## APPLY WHAT YOU READ
(A) In the passage on November jobs, what does Hicks say most likely caused the labor force to shrink? Answer in one to three sentences.
(B) Answer these questions from the passage on November jobs:
(i) How many jobs did the U.S. add in November?
(ii) When were the data for the report collected?
(iii) How long could it take for employment to return to early 2020 levels?
(C) Extend the passage on November jobs, picking up right after its final sentence.

## TEXT UNDER STUDY
□ □ □ □ □

The U.S. added 245,000 jobs in November, which Hicks says was the slowest since the COVID recession began and reflects a struggling labor market.
“And, the topline number of jobs was the best part of the report. The labor force shrunk by 400,000 jobs, signaling an unhealthy balance between job creation and labor market participation,” said Hicks, director of the Center for Business and Economic Research at Ball State. “The effects of COVID likely caused much of this reduction in the supply of labor as families struggled with healthcare issues and childcare through the worsening pandemic.”
Hicks says the data for the report were collected in early November. He says COVID-19 cases at that time were fewer than they will be next week when data is collected for the December jobs report.
Hicks adds with the latest numbers, it could take four years for employment to return to early 2020 levels and six years for permanent job losses to return to January levels.

□ □ □ □ □

Extracted data entries
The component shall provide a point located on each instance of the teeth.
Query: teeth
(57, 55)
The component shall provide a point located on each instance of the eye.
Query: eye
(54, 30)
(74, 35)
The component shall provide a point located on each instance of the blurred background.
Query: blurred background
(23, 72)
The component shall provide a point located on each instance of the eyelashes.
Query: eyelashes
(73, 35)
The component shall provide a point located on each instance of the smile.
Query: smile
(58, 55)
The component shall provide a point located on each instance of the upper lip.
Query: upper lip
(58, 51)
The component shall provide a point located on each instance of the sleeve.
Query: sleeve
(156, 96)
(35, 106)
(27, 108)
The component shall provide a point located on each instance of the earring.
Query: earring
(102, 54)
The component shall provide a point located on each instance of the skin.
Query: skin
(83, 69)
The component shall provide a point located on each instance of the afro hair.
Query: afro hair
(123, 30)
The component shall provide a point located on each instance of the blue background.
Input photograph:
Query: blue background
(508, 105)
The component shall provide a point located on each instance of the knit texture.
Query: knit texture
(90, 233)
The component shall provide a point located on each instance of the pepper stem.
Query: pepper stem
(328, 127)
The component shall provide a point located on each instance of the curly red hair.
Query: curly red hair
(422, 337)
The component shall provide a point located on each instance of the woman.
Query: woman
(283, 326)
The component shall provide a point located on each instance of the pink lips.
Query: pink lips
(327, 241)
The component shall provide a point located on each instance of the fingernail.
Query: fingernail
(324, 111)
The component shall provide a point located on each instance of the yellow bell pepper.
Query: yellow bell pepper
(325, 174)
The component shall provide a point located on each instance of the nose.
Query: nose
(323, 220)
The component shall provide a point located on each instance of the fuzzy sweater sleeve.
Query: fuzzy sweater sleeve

□ □ □ □ □

## ANSWERS TO THE EXERCISES
(A) Hicks says the effects of COVID most likely caused much of the reduction in the supply of labor. Families were struggling with healthcare issues and childcare as the pandemic worsened.

(B)
(i) 245,000 jobs
(ii) Early November
(iii) Four years

(C)
“In 22 days, on Dec. 26, more than 345,000 Hoosiers will lose unemployment benefits as the CARES Act expires. This will be the worse one-month shock to personal income in state history and will come at what may well be the peak of the Coronavirus outbreak,” said Hicks. “If the CARES Act is not extended, we must anticipate deepening short run economic losses. If the CARES Act is not extended to state and local governments, we should expect the recession to continue to reduce economic activity through 2025.”